Goal of the exercise: What is needed is the complete listing, repeated exactly.
•••••
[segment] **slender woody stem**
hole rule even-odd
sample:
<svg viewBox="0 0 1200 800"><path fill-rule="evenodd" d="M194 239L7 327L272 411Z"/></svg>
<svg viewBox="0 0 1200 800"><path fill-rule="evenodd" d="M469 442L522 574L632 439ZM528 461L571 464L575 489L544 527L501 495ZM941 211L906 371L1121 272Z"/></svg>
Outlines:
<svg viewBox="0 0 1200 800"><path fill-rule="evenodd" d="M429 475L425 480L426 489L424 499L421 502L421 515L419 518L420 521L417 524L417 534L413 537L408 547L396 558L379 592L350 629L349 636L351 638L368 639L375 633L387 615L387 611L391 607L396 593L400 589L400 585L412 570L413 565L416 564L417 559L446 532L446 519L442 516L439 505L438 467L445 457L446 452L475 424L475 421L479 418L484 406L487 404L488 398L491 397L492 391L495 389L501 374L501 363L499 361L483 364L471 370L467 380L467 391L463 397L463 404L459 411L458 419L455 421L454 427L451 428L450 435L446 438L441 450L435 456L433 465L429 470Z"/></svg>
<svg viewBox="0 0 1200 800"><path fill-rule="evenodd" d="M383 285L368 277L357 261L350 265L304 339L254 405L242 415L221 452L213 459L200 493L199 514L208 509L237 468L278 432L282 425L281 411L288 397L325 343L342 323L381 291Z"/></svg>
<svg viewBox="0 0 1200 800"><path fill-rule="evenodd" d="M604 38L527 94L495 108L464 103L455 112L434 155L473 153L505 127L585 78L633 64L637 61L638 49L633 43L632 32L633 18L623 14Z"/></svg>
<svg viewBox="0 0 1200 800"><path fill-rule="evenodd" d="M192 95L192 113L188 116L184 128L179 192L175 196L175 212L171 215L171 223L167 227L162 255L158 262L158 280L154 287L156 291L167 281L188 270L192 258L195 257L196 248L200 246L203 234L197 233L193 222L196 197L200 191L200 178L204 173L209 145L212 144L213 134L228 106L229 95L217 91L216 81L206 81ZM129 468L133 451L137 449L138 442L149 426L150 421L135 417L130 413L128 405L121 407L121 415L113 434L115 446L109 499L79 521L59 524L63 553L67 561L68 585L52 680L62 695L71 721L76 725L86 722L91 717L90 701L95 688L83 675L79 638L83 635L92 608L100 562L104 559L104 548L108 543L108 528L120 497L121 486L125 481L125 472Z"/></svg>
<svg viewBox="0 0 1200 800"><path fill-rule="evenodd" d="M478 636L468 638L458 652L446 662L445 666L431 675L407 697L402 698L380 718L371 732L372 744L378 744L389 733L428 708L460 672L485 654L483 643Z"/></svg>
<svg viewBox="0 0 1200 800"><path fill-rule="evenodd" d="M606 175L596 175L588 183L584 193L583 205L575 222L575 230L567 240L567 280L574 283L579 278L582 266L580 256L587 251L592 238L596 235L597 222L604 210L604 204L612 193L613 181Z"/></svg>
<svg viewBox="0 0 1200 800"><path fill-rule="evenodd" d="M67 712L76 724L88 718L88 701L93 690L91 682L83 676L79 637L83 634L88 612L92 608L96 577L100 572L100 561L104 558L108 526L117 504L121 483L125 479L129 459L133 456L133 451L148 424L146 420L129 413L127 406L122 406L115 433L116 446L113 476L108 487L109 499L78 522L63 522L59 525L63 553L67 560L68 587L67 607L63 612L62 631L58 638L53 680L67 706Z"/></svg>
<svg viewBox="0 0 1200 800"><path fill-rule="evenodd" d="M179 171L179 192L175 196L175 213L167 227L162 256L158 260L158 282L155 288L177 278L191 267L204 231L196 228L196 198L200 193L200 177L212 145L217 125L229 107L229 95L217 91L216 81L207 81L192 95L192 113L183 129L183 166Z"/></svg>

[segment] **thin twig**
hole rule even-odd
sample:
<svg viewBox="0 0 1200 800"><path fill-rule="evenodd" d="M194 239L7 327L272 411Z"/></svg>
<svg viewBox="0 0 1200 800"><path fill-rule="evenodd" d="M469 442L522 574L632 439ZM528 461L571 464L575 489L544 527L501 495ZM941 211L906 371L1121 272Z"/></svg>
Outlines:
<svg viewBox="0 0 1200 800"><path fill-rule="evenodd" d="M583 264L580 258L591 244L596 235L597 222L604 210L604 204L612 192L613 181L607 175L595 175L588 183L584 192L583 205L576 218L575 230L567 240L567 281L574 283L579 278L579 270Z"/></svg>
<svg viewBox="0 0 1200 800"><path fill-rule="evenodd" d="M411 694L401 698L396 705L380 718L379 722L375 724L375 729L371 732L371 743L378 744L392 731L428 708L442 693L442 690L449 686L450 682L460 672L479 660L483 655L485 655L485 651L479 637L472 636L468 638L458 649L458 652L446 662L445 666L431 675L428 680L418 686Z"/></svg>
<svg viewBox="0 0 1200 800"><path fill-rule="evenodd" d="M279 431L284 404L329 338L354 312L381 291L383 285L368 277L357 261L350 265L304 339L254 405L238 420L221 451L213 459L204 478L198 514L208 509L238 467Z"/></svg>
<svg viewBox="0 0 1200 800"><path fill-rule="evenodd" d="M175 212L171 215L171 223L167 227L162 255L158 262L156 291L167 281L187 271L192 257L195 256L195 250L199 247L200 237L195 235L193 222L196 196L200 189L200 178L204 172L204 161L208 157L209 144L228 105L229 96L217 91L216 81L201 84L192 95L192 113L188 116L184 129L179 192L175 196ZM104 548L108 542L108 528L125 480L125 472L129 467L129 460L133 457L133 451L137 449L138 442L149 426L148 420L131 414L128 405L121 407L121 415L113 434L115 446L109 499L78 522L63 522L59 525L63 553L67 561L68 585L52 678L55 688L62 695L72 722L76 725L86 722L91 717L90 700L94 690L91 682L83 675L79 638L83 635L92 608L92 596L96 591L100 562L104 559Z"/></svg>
•••••
Exercise answer:
[segment] **slender woody stem**
hole rule even-odd
sample:
<svg viewBox="0 0 1200 800"><path fill-rule="evenodd" d="M194 239L7 327L272 411Z"/></svg>
<svg viewBox="0 0 1200 800"><path fill-rule="evenodd" d="M469 442L522 574L632 439ZM528 461L571 464L575 489L544 527L501 495ZM941 211L906 371L1121 272Z"/></svg>
Outlines:
<svg viewBox="0 0 1200 800"><path fill-rule="evenodd" d="M429 475L425 480L426 489L424 499L421 502L421 515L419 518L420 521L417 524L417 534L413 537L408 547L396 558L379 592L350 629L349 636L351 638L368 639L375 633L387 615L387 611L391 607L396 593L400 589L400 585L412 570L413 565L416 564L417 559L446 532L446 519L442 516L439 505L438 467L445 457L446 452L475 424L475 421L479 418L484 406L487 404L488 398L491 397L492 391L495 389L501 374L501 363L499 361L483 364L471 370L467 380L467 391L463 397L463 404L459 411L458 419L455 421L454 427L451 428L450 435L446 438L441 450L435 456L433 465L429 470Z"/></svg>
<svg viewBox="0 0 1200 800"><path fill-rule="evenodd" d="M383 285L368 277L357 261L350 265L304 339L254 405L242 415L221 452L213 459L200 493L199 514L208 509L237 468L278 432L282 425L281 411L288 397L325 343L342 323L381 291Z"/></svg>
<svg viewBox="0 0 1200 800"><path fill-rule="evenodd" d="M604 38L527 94L495 108L464 103L455 112L434 155L473 153L505 127L585 78L633 64L637 61L638 49L633 43L632 32L633 18L623 14Z"/></svg>
<svg viewBox="0 0 1200 800"><path fill-rule="evenodd" d="M192 95L192 113L188 116L184 128L179 192L175 196L175 212L171 215L171 223L167 227L162 255L158 262L158 280L154 287L156 291L167 281L188 270L192 258L195 257L196 248L200 246L203 234L197 233L193 222L196 197L200 191L200 178L204 173L209 145L212 144L213 134L228 106L229 95L217 91L216 81L206 81ZM129 468L133 451L137 449L138 442L149 426L150 421L135 417L130 413L128 405L121 407L121 415L113 434L115 446L109 499L79 521L59 524L63 553L67 561L68 585L52 680L62 695L71 721L76 725L86 722L91 717L90 701L95 688L83 675L79 638L83 635L92 608L100 562L104 559L104 548L108 543L108 528L120 497L121 486L125 481L125 472Z"/></svg>
<svg viewBox="0 0 1200 800"><path fill-rule="evenodd" d="M478 636L468 638L458 652L446 662L445 666L431 675L407 697L402 698L380 718L371 732L372 744L378 744L389 733L428 708L460 672L485 654L483 643Z"/></svg>
<svg viewBox="0 0 1200 800"><path fill-rule="evenodd" d="M606 175L596 175L588 183L584 193L583 205L575 222L575 230L567 240L567 280L574 283L579 278L582 266L580 256L587 251L592 238L596 235L597 222L604 210L604 204L612 193L613 181Z"/></svg>
<svg viewBox="0 0 1200 800"><path fill-rule="evenodd" d="M67 712L76 724L88 718L88 701L93 690L91 682L83 676L79 637L83 634L88 612L92 608L96 577L100 572L100 561L104 558L108 526L117 504L121 483L125 479L129 459L133 456L133 451L148 424L146 420L129 413L127 406L122 406L115 433L116 446L113 476L108 487L109 499L78 522L63 522L59 525L63 553L67 560L68 587L67 607L63 612L62 631L58 638L53 680L67 706Z"/></svg>
<svg viewBox="0 0 1200 800"><path fill-rule="evenodd" d="M179 171L179 192L175 196L175 213L167 227L162 256L158 260L158 282L155 288L177 278L191 267L204 231L196 228L196 198L200 193L200 177L212 145L217 125L229 107L229 95L217 91L216 81L207 81L192 95L192 113L183 129L183 166Z"/></svg>

[segment] **thin twig**
hole rule even-odd
sample:
<svg viewBox="0 0 1200 800"><path fill-rule="evenodd" d="M194 239L7 327L272 411Z"/></svg>
<svg viewBox="0 0 1200 800"><path fill-rule="evenodd" d="M469 442L522 574L632 439ZM528 461L571 464L575 489L544 527L501 495ZM941 211L906 371L1121 272Z"/></svg>
Outlines:
<svg viewBox="0 0 1200 800"><path fill-rule="evenodd" d="M583 264L580 258L591 244L596 235L597 222L604 210L604 204L612 192L613 181L607 175L595 175L588 183L584 192L583 205L576 218L575 230L567 240L567 281L574 283L579 278L579 270Z"/></svg>
<svg viewBox="0 0 1200 800"><path fill-rule="evenodd" d="M411 694L401 698L396 705L380 718L379 722L375 724L375 729L371 732L371 743L378 744L392 731L428 708L442 693L442 690L449 686L450 682L460 672L479 660L483 655L485 655L485 651L479 637L472 636L468 638L458 649L458 652L446 662L445 666L431 675L428 680L418 686Z"/></svg>
<svg viewBox="0 0 1200 800"><path fill-rule="evenodd" d="M279 431L284 404L329 338L354 312L381 291L383 285L368 277L357 261L350 265L304 339L254 405L238 420L221 451L213 459L204 478L198 514L208 509L238 467Z"/></svg>
<svg viewBox="0 0 1200 800"><path fill-rule="evenodd" d="M175 212L171 215L171 223L167 227L162 255L158 262L156 291L167 281L187 271L192 257L195 256L195 250L199 247L200 237L195 235L193 222L196 196L200 189L200 178L204 172L204 161L208 157L209 144L228 105L229 96L217 91L216 81L201 84L192 95L192 113L188 116L184 129L179 192L175 196ZM104 548L108 542L108 528L125 480L125 472L129 467L129 460L133 457L133 451L137 449L138 442L149 426L148 420L131 414L128 405L121 407L121 415L113 434L115 446L109 499L78 522L63 522L59 525L63 553L67 561L68 585L52 678L55 688L62 695L72 722L76 725L86 722L91 717L90 700L94 690L91 682L83 675L79 638L83 635L92 608L92 596L96 591L100 562L104 559Z"/></svg>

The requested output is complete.